**GIVEN REQUEST 1**. Reproduce the press release on the Senate Intelligence Committee's report on pre-war intelligence on Iraq word for word.

**EXCERPTED PASSAGE**.
WASHINGTON, DC The Senate Select Committee on Intelligence, of which Senator Barbara Mikulski is a member, today released to the public the Committees Report on Pre-War Intelligence on Iraq. The text of the report is available on the Senate Select Committees Website at: http://intelligence.senate.gov/
Below is Senator Mikulskis statement on the Intelligence Committees report:
As a member of the Senate Select Committee on Intelligence, I endorse the Committees bipartisan, unanimous report on intelligence leading up to the war in Iraq.
The investigation, its report and conclusions must be a clarion call for reform. Now more than ever, the security of our nation depends on timely and reliable intelligence. We depend on intelligence to detect, disrupt and deter terrorist attacks. Policymakers need accurate intelligence to make the right decisions about diplomacy and deployment of troops.
The intelligence failures documented in the report are stunning. Our intelligence agencies were wrong about Iraqs weapons of mass destruction and wrong about what our troops would face in the aftermath of war. Errors were not limited to the CIA. They also occurred at the Defense Department.

**GIVEN REQUEST 2**. From the records, render as a numbered list only the lines beginning at the one that contains "We need ground-truth boxes for portico" and ending with the one that contains "[54,38,63,52]", both included. Omit any blank lines.

Annotated coordinate records:
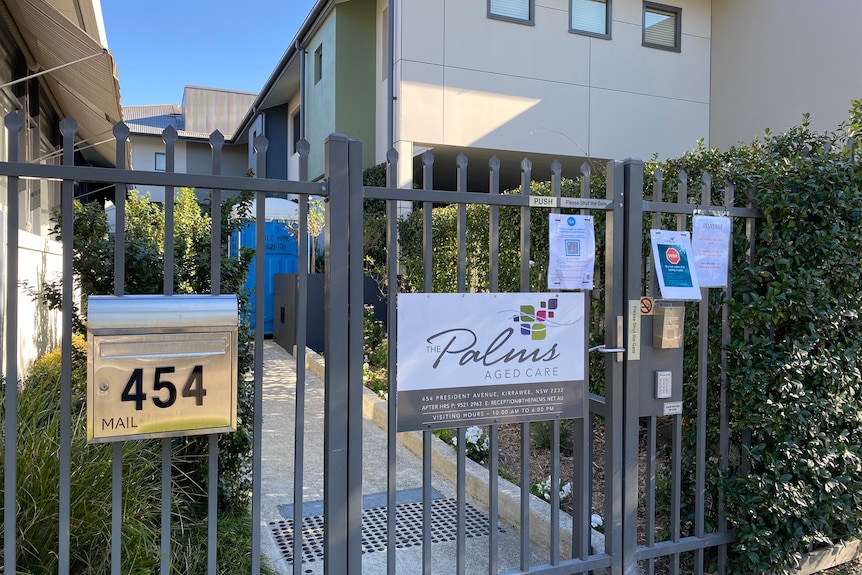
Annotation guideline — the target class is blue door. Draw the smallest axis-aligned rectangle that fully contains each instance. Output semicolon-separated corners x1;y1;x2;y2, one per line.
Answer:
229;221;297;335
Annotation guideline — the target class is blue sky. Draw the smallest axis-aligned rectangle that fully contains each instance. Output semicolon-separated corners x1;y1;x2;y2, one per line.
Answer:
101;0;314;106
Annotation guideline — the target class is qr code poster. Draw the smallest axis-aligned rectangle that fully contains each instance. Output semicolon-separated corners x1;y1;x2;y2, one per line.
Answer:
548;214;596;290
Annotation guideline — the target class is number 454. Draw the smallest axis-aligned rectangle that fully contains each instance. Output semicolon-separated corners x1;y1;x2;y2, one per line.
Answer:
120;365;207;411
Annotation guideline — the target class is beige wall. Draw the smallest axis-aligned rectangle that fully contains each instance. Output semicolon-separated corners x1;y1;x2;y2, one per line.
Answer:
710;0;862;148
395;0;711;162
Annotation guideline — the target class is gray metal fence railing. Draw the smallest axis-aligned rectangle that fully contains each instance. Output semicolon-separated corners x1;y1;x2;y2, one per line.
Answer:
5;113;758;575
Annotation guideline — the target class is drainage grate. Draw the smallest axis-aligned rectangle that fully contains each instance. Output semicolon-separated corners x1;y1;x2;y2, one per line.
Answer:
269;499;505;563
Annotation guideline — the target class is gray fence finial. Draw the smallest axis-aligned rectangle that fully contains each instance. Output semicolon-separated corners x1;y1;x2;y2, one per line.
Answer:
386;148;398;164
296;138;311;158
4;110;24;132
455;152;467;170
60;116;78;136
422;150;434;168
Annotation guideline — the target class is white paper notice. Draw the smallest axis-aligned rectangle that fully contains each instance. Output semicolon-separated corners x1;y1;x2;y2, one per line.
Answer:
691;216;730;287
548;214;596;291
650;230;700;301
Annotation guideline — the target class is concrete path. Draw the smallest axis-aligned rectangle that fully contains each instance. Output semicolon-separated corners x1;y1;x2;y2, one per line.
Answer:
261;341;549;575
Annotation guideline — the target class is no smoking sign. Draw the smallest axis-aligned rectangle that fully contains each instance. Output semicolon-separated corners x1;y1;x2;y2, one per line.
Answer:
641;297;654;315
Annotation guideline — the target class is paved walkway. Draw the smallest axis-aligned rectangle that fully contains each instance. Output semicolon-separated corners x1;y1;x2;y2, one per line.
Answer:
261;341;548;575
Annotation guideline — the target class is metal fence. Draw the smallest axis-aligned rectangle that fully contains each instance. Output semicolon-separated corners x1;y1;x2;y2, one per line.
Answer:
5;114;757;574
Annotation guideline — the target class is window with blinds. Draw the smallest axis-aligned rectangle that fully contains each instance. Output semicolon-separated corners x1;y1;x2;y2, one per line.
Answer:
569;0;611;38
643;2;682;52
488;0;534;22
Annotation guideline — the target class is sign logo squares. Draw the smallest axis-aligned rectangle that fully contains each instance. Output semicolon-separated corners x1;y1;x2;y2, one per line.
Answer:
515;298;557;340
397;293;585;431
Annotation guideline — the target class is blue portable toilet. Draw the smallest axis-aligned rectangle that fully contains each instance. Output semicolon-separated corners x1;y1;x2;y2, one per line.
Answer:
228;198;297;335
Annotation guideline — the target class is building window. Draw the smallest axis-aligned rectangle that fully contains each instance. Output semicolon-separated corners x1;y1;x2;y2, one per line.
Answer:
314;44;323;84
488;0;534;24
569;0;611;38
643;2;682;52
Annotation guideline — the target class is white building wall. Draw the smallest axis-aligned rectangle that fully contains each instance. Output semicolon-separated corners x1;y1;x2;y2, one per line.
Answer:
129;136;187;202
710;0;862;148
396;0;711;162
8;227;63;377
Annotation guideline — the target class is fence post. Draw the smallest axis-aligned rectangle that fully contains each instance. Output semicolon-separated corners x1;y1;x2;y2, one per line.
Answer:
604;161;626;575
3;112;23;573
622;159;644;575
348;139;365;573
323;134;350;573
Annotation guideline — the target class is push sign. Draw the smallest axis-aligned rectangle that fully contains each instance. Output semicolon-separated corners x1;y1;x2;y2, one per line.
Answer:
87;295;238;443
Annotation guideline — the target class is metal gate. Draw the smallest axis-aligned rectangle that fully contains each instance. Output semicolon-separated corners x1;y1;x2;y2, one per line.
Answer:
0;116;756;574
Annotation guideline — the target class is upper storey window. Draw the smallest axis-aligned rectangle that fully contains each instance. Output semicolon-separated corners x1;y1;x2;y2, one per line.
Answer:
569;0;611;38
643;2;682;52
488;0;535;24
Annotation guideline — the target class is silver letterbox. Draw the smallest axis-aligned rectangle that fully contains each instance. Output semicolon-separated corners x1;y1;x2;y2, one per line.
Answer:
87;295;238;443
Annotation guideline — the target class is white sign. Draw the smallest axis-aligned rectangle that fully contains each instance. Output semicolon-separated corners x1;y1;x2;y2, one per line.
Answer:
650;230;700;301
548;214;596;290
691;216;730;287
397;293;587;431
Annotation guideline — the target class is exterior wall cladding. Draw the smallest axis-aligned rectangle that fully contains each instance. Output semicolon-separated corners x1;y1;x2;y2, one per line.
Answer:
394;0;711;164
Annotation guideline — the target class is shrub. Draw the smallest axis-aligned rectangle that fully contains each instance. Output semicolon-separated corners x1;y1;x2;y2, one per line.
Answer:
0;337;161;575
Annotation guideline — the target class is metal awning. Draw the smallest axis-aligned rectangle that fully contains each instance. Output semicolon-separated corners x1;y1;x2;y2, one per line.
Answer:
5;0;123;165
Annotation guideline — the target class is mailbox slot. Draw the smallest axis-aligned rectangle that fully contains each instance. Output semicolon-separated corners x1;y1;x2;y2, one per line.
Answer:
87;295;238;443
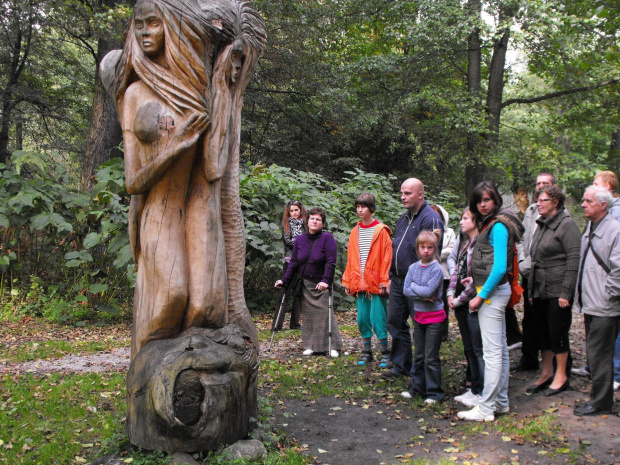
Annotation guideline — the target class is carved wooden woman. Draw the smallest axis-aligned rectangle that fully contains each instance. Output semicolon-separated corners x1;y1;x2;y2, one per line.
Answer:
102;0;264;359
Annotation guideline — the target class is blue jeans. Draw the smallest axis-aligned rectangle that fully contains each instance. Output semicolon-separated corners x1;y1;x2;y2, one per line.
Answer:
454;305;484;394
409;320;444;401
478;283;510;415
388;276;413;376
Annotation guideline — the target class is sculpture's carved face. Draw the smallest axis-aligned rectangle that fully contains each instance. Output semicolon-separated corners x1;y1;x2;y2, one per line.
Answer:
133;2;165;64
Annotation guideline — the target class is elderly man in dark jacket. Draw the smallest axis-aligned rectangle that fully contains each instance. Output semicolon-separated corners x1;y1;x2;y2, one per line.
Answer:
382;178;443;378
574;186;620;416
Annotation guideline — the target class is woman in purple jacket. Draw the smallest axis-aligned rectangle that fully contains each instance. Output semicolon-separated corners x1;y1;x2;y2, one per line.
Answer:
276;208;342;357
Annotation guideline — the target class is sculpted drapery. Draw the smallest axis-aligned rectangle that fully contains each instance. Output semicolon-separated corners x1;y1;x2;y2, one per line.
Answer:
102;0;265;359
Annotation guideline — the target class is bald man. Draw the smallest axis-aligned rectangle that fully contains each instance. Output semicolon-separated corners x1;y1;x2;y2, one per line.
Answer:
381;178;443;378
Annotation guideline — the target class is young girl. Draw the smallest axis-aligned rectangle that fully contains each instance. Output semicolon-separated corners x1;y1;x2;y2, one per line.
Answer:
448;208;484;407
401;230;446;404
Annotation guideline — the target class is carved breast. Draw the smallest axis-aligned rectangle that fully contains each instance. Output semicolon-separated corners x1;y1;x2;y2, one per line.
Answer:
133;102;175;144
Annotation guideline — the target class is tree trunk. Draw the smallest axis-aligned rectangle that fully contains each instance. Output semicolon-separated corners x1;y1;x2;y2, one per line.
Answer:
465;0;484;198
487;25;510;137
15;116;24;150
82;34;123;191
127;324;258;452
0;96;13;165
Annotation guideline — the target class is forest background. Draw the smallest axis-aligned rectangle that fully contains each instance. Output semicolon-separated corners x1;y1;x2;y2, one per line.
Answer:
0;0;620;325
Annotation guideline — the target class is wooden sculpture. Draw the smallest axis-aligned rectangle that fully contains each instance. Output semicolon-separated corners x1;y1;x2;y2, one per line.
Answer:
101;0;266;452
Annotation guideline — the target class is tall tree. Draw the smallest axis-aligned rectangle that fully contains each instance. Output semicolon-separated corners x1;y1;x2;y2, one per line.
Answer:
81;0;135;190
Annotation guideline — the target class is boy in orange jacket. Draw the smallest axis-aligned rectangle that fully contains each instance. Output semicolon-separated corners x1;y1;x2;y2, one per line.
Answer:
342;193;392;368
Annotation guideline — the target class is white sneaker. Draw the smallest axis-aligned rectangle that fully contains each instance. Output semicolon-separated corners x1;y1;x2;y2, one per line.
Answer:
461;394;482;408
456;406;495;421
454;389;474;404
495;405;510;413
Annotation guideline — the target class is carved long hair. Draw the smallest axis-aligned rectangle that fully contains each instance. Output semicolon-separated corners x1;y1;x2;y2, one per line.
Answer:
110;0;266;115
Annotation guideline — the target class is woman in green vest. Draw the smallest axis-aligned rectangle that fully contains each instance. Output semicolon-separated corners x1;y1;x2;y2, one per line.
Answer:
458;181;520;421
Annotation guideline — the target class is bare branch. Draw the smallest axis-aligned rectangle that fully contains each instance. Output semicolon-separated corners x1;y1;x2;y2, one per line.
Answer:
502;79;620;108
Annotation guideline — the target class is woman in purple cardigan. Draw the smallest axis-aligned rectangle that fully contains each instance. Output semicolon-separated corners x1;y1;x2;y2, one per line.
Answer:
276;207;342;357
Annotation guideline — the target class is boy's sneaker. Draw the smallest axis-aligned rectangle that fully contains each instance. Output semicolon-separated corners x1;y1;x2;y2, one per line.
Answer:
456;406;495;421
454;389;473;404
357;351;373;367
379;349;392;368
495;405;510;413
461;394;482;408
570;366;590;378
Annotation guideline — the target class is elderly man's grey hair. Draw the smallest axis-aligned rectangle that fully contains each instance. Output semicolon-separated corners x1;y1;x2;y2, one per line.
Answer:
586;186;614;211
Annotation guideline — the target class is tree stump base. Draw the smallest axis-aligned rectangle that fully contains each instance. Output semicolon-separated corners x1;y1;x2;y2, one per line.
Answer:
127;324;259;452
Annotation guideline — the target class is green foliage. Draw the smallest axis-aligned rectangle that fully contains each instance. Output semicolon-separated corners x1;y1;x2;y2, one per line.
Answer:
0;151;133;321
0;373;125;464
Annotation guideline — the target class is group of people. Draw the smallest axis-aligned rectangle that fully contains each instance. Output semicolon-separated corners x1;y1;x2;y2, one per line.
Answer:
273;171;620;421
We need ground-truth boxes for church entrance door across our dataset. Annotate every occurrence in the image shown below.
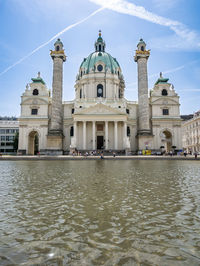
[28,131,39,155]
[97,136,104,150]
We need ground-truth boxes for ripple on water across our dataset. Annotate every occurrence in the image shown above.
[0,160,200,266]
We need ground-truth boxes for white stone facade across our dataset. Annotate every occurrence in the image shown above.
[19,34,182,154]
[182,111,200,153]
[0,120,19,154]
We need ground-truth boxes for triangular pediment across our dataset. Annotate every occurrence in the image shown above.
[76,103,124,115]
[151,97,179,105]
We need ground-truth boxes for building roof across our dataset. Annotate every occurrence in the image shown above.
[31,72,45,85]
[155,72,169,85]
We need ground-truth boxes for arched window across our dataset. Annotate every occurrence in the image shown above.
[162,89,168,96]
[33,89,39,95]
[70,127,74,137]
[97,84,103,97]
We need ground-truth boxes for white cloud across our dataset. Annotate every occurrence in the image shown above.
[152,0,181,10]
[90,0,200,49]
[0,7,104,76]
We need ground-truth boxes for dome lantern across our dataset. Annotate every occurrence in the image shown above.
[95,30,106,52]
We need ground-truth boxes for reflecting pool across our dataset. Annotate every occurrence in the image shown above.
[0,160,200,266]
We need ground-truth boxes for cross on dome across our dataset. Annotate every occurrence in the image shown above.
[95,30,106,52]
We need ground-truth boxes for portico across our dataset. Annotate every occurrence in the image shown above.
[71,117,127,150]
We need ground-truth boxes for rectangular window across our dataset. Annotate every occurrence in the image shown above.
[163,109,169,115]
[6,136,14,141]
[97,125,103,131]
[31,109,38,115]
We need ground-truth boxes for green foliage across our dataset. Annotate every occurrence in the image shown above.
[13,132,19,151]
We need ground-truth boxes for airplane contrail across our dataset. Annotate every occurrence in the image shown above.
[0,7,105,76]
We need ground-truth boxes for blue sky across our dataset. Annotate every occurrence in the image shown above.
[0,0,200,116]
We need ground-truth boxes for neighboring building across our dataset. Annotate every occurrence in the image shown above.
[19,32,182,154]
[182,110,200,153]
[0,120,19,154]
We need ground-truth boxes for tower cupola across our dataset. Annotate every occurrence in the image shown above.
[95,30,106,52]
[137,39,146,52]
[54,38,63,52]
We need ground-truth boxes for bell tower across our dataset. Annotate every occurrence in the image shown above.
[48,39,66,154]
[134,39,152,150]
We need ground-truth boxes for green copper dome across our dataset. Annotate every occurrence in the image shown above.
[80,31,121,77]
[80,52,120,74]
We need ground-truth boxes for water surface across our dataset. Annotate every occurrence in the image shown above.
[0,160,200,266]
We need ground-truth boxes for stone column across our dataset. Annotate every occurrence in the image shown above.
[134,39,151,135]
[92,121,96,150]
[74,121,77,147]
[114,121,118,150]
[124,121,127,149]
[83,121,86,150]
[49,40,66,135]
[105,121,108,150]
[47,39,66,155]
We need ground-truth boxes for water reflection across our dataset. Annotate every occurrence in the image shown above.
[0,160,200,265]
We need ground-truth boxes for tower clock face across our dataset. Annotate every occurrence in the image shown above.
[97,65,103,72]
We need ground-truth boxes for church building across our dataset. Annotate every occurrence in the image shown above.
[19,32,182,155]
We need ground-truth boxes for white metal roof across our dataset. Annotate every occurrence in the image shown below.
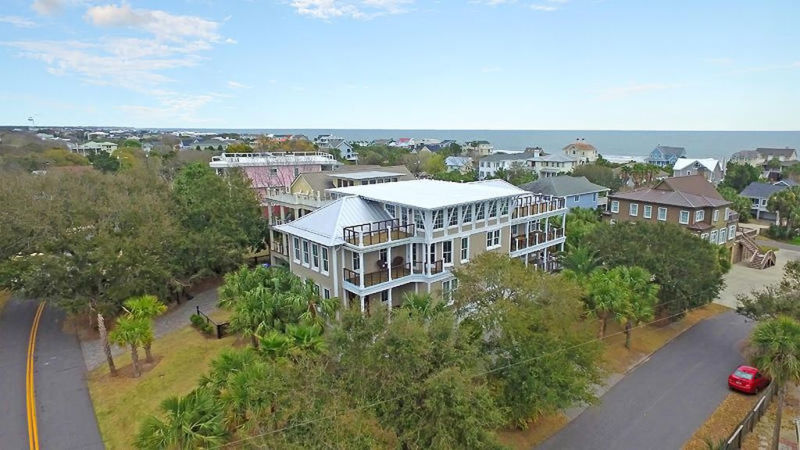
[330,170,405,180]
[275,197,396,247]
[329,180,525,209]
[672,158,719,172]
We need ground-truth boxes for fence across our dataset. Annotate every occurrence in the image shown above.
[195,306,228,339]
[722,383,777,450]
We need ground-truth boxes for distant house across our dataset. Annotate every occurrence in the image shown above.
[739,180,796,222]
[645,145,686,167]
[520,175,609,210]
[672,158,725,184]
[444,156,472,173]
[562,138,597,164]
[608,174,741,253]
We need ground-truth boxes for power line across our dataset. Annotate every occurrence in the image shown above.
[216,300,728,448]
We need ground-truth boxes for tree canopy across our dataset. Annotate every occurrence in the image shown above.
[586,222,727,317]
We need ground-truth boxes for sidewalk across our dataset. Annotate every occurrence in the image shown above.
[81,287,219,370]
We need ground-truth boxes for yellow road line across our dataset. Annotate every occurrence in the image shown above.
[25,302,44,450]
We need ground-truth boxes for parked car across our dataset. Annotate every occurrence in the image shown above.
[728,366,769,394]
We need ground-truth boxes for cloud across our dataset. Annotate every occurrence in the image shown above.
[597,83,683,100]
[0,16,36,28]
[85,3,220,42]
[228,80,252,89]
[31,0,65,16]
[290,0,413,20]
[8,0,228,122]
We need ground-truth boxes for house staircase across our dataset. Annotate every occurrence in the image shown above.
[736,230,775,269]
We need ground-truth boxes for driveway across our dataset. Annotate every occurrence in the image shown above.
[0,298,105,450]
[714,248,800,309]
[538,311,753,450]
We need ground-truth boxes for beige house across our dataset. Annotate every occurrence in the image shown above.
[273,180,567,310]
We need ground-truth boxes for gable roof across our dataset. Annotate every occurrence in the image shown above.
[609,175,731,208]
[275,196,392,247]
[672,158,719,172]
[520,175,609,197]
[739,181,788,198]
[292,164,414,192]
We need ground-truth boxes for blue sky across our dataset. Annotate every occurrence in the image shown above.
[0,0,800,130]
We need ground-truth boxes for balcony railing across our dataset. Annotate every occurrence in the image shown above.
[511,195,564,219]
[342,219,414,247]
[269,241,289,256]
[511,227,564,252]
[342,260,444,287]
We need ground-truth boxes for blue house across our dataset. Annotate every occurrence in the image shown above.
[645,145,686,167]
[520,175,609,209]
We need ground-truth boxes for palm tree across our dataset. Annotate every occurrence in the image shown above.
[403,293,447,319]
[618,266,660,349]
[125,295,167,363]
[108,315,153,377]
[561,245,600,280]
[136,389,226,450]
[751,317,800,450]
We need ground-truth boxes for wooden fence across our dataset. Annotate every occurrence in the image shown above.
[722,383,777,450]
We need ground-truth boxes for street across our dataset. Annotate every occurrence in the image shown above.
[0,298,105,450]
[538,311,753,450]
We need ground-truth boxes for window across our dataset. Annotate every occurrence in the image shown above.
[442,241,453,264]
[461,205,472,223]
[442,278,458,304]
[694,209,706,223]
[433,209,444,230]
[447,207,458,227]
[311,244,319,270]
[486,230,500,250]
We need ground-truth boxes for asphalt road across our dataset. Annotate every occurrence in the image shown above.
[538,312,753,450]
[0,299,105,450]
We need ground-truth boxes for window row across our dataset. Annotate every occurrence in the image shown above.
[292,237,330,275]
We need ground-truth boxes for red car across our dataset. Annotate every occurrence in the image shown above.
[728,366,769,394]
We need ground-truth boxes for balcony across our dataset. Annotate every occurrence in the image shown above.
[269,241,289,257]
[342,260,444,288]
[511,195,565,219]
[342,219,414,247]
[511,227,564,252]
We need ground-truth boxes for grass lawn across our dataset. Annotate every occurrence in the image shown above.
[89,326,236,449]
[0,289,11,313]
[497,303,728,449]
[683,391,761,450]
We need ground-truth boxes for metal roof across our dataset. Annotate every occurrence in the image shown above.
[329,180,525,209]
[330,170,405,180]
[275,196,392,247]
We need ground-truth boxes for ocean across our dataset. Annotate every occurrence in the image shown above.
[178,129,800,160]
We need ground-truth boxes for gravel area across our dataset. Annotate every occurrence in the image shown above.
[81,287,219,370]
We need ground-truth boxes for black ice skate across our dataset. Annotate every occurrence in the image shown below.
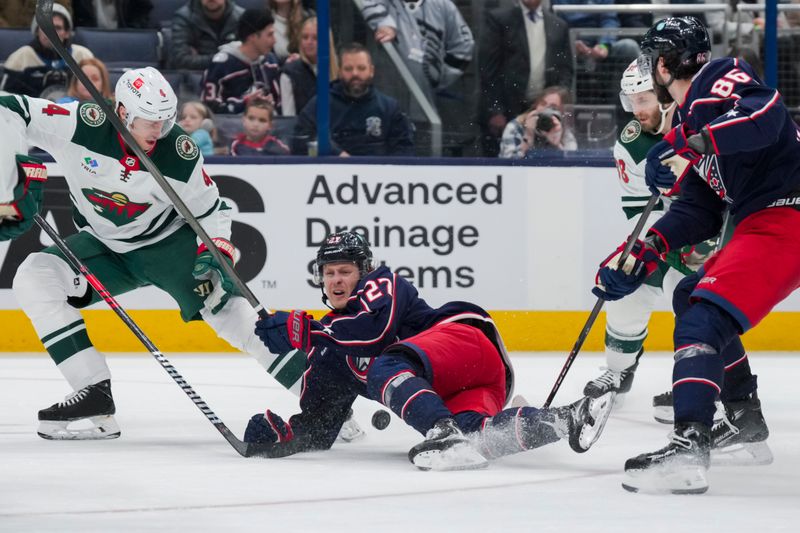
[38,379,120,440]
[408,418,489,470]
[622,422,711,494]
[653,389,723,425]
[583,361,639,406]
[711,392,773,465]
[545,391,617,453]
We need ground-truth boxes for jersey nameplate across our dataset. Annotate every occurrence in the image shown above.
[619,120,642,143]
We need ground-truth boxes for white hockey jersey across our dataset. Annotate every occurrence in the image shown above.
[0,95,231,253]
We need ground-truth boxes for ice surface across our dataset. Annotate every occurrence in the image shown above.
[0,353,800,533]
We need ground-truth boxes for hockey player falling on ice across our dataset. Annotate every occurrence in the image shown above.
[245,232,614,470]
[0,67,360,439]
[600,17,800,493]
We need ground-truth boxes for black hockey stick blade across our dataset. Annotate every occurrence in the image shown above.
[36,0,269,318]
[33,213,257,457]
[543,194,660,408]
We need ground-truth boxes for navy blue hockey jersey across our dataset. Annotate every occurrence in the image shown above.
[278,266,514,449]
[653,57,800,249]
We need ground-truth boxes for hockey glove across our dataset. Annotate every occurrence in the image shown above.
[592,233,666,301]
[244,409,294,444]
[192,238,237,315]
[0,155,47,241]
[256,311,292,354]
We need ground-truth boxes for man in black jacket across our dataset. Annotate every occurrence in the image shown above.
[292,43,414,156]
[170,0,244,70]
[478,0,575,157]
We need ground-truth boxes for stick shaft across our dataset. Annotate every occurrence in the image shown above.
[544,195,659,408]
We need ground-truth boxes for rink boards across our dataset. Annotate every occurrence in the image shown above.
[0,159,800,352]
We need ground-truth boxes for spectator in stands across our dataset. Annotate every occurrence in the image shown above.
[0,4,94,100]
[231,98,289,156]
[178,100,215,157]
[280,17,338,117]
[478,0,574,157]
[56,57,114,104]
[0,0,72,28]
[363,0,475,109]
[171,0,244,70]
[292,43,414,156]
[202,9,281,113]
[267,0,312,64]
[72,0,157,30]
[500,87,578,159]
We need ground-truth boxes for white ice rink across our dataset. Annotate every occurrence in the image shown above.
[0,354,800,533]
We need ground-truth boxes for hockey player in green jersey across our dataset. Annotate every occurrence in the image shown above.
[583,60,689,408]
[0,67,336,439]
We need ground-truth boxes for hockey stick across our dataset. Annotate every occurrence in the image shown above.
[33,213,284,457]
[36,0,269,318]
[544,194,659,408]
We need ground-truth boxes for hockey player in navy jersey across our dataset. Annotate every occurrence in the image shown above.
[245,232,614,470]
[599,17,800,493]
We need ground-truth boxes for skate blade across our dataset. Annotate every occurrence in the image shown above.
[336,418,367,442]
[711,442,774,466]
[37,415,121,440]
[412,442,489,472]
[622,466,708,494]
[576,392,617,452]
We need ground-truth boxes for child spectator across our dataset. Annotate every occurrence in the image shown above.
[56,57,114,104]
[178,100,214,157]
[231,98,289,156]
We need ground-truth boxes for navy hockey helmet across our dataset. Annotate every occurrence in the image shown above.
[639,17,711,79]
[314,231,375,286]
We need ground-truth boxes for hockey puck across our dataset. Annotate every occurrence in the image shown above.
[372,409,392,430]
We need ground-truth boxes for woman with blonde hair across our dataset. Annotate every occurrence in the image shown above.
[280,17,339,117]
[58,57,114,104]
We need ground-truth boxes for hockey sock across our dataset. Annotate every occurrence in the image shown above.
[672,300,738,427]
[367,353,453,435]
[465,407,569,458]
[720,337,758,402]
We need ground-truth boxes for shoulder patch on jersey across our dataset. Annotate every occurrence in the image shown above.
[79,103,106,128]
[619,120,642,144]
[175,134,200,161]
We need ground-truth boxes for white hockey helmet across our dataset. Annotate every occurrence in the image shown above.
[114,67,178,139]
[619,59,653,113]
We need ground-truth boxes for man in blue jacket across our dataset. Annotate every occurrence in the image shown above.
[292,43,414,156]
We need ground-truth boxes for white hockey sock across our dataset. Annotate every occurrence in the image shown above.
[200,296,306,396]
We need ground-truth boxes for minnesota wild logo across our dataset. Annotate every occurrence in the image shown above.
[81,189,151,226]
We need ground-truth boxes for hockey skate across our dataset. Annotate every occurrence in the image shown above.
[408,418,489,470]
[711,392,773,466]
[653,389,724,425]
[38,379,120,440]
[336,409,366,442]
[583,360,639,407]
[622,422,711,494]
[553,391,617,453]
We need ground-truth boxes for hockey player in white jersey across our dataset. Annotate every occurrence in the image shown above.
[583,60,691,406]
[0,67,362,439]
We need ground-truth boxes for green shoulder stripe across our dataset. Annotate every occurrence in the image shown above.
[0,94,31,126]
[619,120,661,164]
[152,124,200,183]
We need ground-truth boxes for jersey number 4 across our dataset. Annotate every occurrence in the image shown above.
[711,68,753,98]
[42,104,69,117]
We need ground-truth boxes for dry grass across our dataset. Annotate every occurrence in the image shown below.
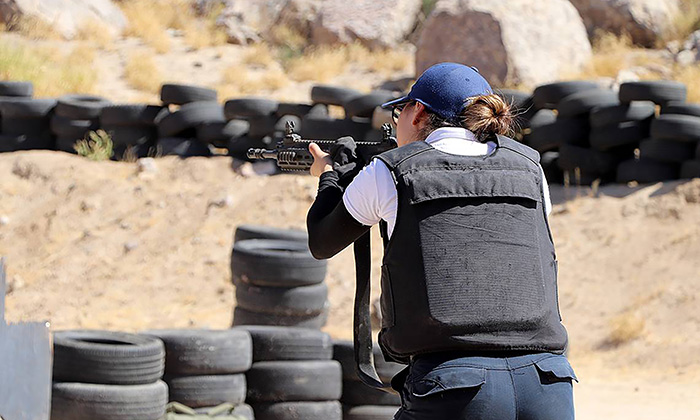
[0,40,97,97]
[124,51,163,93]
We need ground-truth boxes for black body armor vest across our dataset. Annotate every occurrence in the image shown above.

**EXERCISE RESULT 1**.
WASHINGTON, DC The Senate Select Committee on Intelligence, of which Senator Barbara Mikulski is a member, today released to the public the Committees Report on Pre-War Intelligence on Iraq. The text of the report is available on the Senate Select Committees Website at: http://intelligence.senate.gov/
Below is Senator Mikulskis statement on the Intelligence Committees report:
As a member of the Senate Select Committee on Intelligence, I endorse the Committees bipartisan, unanimous report on intelligence leading up to the war in Iraq.
The investigation, its report and conclusions must be a clarion call for reform. Now more than ever, the security of our nation depends on timely and reliable intelligence. We depend on intelligence to detect, disrupt and deter terrorist attacks. Policymakers need accurate intelligence to make the right decisions about diplomacy and deployment of troops.
The intelligence failures documented in the report are stunning. Our intelligence agencies were wrong about Iraqs weapons of mass destruction and wrong about what our troops would face in the aftermath of war. Errors were not limited to the CIA. They also occurred at the Defense Department.

**EXERCISE RESULT 2**.
1. We need ground-truth boxes for portico across our dataset. Annotate every occurrence in the image shown above.
2. [71,117,127,150]
3. We need ground-truth boxes for rectangular window across our dataset. Annotate every occurrence in the image shown above.
4. [163,109,169,115]
5. [6,136,14,141]
6. [97,125,103,131]
7. [31,109,38,115]
8. We need ground-truth boxes for green foliage across our dataset. Annotate every occurrence in the image shown above.
9. [13,132,19,151]
10. We need ground-truth boxes for airplane contrail across our dataset. Annotate every occurrence in the image shown above.
11. [0,7,105,76]
12. We need ground-truth boxes for blue sky across our dataset. Annotate every occurrence in the image shown above.
13. [0,0,200,116]
14. We need ground-truth boxes for neighboring building across our dataset. Annotate every occurrence in the image shown above.
15. [19,32,182,154]
16. [182,110,200,153]
17. [0,120,19,154]
18. We need ground-truth boxes for tower cupola across our dataset. Annotate every occurrence in the image shown above.
19. [95,30,106,52]
20. [137,39,146,52]
21. [54,38,63,52]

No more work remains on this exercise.